§ OBJETIVO: Extraia, sem qualquer alteração, o trecho do texto abaixo sobre a corrida no Morro Ferrabraz que começa com as palavras que contêm "CAMINHO AVENTURA - MORRO" e termina com "Ferrabraz, Sapiranga/RS (19/04/2015)".

**** TEXTO DA PÁGINA ****

CAMINHO AVENTURA - MORRO FERRABRAZ - JEFFERSON MATHEUS CASTRO
- Frederico Vilhar
- 22 de abr. de 2015
- 4 min de leitura
Correr provas de montanha não é nada simples. Quando o trajeto é cheio de subidas, a situação fica ainda mais complicada. E nessa hora que nós, corredores, temos que colocar no nosso vocabulário e aprender a respeitar uma palavrinha "mágica". ALTIMETRIA. Simples, quase auto explicativa. No dicionário: Técnica utilizada na medição de altitudes de um terreno. Mas é na prática que aprendemos, ou melhor, sofremos. A história do nosso amigo Jefferson Castro deixa isso muito claro. Fantástica experiência em um local bem conhecido pelos corredores de montanha do Rio Grande do Sul. Confere aí!

Morro Ferrabraz, Sapiranga/RS (19/04/2015)
Eu conhecia os riscos. Todo atleta que se dispõe a uma aventura imagina, de forma prévia, o quanto pode sofrer. Mas “por que tu corres? Para que tanto risco?” são questões que muitas pessoas nos fazem cotidianamente.

**** SEÇÃO DE DADOS ****

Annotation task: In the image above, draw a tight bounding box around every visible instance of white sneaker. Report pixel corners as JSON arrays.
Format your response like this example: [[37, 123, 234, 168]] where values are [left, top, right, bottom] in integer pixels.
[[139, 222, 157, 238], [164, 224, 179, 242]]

****

§ RESPOSTA À TAREFA:
CAMINHO AVENTURA - MORRO FERRABRAZ - JEFFERSON MATHEUS CASTRO
- Frederico Vilhar
- 22 de abr. de 2015
- 4 min de leitura
Correr provas de montanha não é nada simples. Quando o trajeto é cheio de subidas, a situação fica ainda mais complicada. E nessa hora que nós, corredores, temos que colocar no nosso vocabulário e aprender a respeitar uma palavrinha "mágica". ALTIMETRIA. Simples, quase auto explicativa. No dicionário: Técnica utilizada na medição de altitudes de um terreno. Mas é na prática que aprendemos, ou melhor, sofremos. A história do nosso amigo Jefferson Castro deixa isso muito claro. Fantástica experiência em um local bem conhecido pelos corredores de montanha do Rio Grande do Sul. Confere aí!

Morro Ferrabraz, Sapiranga/RS (19/04/2015)